Materials provided:
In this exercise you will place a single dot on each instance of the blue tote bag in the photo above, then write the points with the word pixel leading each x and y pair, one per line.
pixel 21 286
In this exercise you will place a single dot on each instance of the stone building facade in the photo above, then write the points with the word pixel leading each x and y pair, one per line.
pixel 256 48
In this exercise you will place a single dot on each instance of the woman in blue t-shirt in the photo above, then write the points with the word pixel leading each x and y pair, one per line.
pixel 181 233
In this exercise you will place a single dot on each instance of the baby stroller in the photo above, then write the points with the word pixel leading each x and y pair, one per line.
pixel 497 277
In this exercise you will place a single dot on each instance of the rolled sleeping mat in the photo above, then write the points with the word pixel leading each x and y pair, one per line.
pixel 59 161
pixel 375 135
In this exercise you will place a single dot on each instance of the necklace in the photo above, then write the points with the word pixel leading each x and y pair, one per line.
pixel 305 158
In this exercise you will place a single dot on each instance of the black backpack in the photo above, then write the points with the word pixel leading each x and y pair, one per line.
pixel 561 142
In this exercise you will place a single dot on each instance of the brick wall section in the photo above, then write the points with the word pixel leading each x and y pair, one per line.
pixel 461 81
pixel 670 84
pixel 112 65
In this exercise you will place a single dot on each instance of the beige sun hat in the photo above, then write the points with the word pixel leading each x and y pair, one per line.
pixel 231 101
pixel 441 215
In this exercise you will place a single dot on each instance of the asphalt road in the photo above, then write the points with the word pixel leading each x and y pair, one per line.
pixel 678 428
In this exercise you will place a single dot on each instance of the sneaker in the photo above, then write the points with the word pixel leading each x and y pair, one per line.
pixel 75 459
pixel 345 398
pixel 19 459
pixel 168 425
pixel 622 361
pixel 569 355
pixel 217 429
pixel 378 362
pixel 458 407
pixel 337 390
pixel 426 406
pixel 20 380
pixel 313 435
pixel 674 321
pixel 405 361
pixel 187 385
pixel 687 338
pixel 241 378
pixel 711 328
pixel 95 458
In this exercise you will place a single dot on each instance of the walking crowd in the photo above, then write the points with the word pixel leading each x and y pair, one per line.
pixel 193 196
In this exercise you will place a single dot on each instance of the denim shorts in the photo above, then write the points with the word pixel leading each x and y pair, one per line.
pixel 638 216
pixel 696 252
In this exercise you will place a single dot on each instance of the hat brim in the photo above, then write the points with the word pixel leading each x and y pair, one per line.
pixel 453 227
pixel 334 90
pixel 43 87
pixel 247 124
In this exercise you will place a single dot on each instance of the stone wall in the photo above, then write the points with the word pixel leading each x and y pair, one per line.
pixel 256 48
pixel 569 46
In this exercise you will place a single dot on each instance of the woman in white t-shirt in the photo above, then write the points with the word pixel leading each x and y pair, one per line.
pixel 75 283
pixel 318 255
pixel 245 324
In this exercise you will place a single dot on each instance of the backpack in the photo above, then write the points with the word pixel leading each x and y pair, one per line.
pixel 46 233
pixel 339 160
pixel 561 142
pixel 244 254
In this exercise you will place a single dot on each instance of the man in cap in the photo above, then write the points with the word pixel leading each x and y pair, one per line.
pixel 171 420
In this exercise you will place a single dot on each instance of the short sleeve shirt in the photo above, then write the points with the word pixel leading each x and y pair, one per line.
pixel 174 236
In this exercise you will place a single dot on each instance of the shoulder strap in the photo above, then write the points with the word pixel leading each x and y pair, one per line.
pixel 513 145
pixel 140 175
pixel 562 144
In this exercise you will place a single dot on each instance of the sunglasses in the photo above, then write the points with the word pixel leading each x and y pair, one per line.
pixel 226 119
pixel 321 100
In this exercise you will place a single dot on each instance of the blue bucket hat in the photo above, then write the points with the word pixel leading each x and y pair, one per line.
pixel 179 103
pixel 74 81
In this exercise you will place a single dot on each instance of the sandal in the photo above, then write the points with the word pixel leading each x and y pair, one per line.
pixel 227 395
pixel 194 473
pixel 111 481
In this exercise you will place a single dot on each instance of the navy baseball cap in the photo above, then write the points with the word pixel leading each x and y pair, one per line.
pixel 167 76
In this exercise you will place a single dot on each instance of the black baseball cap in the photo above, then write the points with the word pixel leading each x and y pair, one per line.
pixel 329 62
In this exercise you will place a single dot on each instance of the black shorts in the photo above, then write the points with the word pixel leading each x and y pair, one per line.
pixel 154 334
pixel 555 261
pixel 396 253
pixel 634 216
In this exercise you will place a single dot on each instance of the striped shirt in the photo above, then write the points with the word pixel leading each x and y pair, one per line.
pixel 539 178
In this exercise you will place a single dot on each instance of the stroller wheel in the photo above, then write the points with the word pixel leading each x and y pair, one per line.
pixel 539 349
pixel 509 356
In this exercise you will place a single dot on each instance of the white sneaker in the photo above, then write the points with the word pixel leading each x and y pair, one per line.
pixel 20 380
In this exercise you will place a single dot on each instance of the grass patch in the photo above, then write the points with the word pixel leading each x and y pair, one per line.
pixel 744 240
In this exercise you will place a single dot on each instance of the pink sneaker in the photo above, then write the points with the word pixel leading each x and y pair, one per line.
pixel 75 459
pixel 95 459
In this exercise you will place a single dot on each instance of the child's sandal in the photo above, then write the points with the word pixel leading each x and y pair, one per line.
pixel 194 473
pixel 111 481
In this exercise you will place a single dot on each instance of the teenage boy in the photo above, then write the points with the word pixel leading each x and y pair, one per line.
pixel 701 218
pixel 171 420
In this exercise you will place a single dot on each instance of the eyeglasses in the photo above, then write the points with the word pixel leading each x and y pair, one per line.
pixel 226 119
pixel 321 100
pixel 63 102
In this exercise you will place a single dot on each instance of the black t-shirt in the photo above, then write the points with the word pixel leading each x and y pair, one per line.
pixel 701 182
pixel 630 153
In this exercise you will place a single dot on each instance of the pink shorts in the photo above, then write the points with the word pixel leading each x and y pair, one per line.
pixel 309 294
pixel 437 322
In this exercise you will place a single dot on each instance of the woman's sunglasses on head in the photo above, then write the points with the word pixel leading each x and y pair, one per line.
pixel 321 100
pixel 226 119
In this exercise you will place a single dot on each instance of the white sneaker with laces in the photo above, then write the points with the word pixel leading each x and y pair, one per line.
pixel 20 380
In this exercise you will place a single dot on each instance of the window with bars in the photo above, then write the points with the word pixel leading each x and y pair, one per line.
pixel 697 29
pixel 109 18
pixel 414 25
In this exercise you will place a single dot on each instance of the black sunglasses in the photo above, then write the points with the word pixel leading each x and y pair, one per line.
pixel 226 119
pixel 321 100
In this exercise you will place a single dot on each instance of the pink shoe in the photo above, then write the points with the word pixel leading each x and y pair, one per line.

Work to complete:
Set down the full listing. Keep every line exact.

Your response:
In this exercise you will place a single dot on each instance of the blue tote bag in the photo above, then write the points with the word pixel leading each x and y pair, one per line.
pixel 21 286
In this exercise you will place a single dot on each instance of the stone building facade in the photo above, then write the points with the word pixel leading each x and y pair, one per line.
pixel 256 48
In this exercise you will place a single dot on each instance of the woman in blue t-shirt in the photo above, then write the points with the word pixel leading each x and y pair, one per line.
pixel 181 233
In this exercise you will place a single dot on each instance of the baby stroller in the photo above, then write the points with the word pixel leading each x and y pair, one per line.
pixel 497 277
In this exercise you will place a single dot on each instance of the rolled sleeping mat in the photo above, then write the points with the word pixel leading each x and y pair, one per line.
pixel 59 161
pixel 375 135
In this exercise you will place a single dot on each instance of the necklace in the photo above, then write the points with the word pixel leading each x and y pair, one per line.
pixel 305 158
In this exercise you will place a single dot on each instance of the black backpack in the photo above, then write the points with the word pixel leading each x and y pair, one per line.
pixel 561 142
In this exercise you will place a single dot on each instance of the brick wall section in the photo above, then write the points with the word pixel leading each x and y pair, one per line.
pixel 461 81
pixel 670 84
pixel 112 65
In this exercise you will place a single dot on each instance of the beige sun hat in the photo above, then write the points with the word pixel leading each x and y pair, one per line.
pixel 231 101
pixel 441 215
In this exercise you will place a single dot on each instance of the asphalt road in the photo above, then write the points with the word pixel leading each x and y pair, one per line.
pixel 678 428
In this exercise you will place a single dot on each instance of the sneaker in the photo above, then write the points with the word pixel leading each x and y pair, one per line.
pixel 75 459
pixel 345 398
pixel 19 459
pixel 168 425
pixel 622 361
pixel 569 355
pixel 217 429
pixel 378 362
pixel 458 407
pixel 337 390
pixel 426 406
pixel 20 380
pixel 313 435
pixel 674 321
pixel 405 361
pixel 187 385
pixel 687 338
pixel 241 378
pixel 711 328
pixel 95 458
In this exercise you will place a single dot on each instance of the walking crowd in the photo above, then write the points with the word pixel leading each x and y pair, one per line.
pixel 193 196
In this exercise you will place a single dot on each instance of the denim shorts in the photo above, then write the points with the word pixel leading each x and y pair, one per line.
pixel 638 216
pixel 696 252
In this exercise you will place a single dot on each instance of the hat brim in the photo above, then write the points with the word pixel leading each x and y pair, one per line.
pixel 453 227
pixel 334 90
pixel 43 87
pixel 247 124
In this exercise you will place a single dot on each instance of the stone wall in the photo above, then write the points with the word pixel leading each x and y pair, one per line.
pixel 256 48
pixel 569 46
In this exercise you will place a single dot on each instance of the woman in white t-shirt in the photo above, then write the points with the word pixel leading each x and y pair, one per line.
pixel 75 283
pixel 318 255
pixel 245 324
In this exercise you will place a single dot on each instance of the backpack in the photo above, then write the points with the word pixel leading each x and y pair, one per line.
pixel 46 233
pixel 339 160
pixel 561 142
pixel 244 254
In this exercise you will place a single dot on each instance of the man in cap in the photo above, then write the points with the word pixel leading each x and y pair, one per line.
pixel 171 420
In this exercise you will place a single dot on each instance of the short sleeve shirt in the photo above, then write the points with the word pixel leading each x and y pair, one per line.
pixel 174 236
In this exercise you will place a single dot on each instance of the shoulder strap in the photo above, then write the points with the word pixel leading each x and y pair, one per line.
pixel 513 145
pixel 140 175
pixel 562 144
In this exercise you will place a single dot on each instance of the sunglasses in the photo above, then write the points with the word pixel leading each x and y pair, one per line.
pixel 226 119
pixel 321 100
In this exercise you will place a single dot on each instance of the blue bucket hat in the photo above, then write the points with the word pixel leading each x and y pair, one per line.
pixel 179 103
pixel 74 81
In this exercise you will place a single dot on each instance of the sandal in the photo above, then write the points with the word pixel leading each x and y pair, one per line.
pixel 227 395
pixel 194 473
pixel 111 481
In this exercise you will place a single dot on each instance of the navy baseball cap in the photo above, then write the points with the word pixel leading each x and y pair, one per line.
pixel 167 76
In this exercise you will place a single dot on each instance of the black baseball cap in the photo above, then write the points with the word pixel leading each x and y pair, one per line.
pixel 329 62
In this exercise you will place a single dot on each instance of the black shorts in the photo above, then write the points with the word pixel leading each x and y pair, one per line.
pixel 154 334
pixel 555 261
pixel 396 253
pixel 634 216
In this exercise you will place a single dot on each instance of the striped shirt in the photo above, then write the points with the word pixel leading each x and y pair, one per line.
pixel 539 178
In this exercise you will place a single dot on each instance of the stroller wheel in the photo above, then write the points with the word pixel leading each x and y pair, one per line.
pixel 539 349
pixel 509 356
In this exercise you will place a single dot on each instance of the white sneaker in the photo above, then write the points with the word pixel leading each x and y pair, one per line.
pixel 20 380
In this exercise you will place a single dot on each instance of the grass patch in the photo above, then write the points with the word pixel leading each x and y pair, one per line.
pixel 744 240
In this exercise you will place a single dot on each instance of the pink sneaker in the photo above, then write the points with the word pixel leading each x and y pair, one per line.
pixel 75 459
pixel 95 459
In this exercise you will place a single dot on each instance of the child's sandal in the photo above, then write the points with the word pixel leading each x and y pair, one per line.
pixel 194 473
pixel 111 481
In this exercise you will place a single dot on each instance of the teenage boy in the photo above, then write the points with the word pixel leading each x and y pair, one per line.
pixel 701 218
pixel 171 420
In this exercise you will place a single dot on each instance of the eyeglasses in the photo above, then write the points with the word pixel leading each x and y pair, one per line.
pixel 226 119
pixel 321 100
pixel 63 102
In this exercise you will place a single dot on each instance of the black t-shirt in the photo above, then write the points with the word pixel leading each x and y pair, one per line.
pixel 701 182
pixel 630 153
In this exercise you will place a single dot on each instance of the pink shorts in the photo above, then write the points with the word pixel leading each x and y pair, one per line.
pixel 309 294
pixel 437 322
In this exercise you will place a single dot on each instance of the woman's sunglasses on head in the photo above, then write the points with the word pixel leading each x and y pair, one per line.
pixel 321 100
pixel 226 119
In this exercise you will place a single dot on each instance of the white sneaker with laces in the photo above, then write the points with the word pixel leading each x and y pair, one per line.
pixel 20 380
In this exercise you will place a single dot on each instance of the window with bars in the photo above, then write the points with the word pixel leading each x and y pair, one per line.
pixel 697 29
pixel 109 18
pixel 414 25
In this exercise you will place a single dot on each instance of the black sunglasses in the photo above, then write the points with the word pixel leading each x and y pair, one per line.
pixel 226 119
pixel 321 100
In this exercise you will place a single dot on each instance of the pink shoe in the photo above, then write the points with the word pixel leading each x and y pair, one per line.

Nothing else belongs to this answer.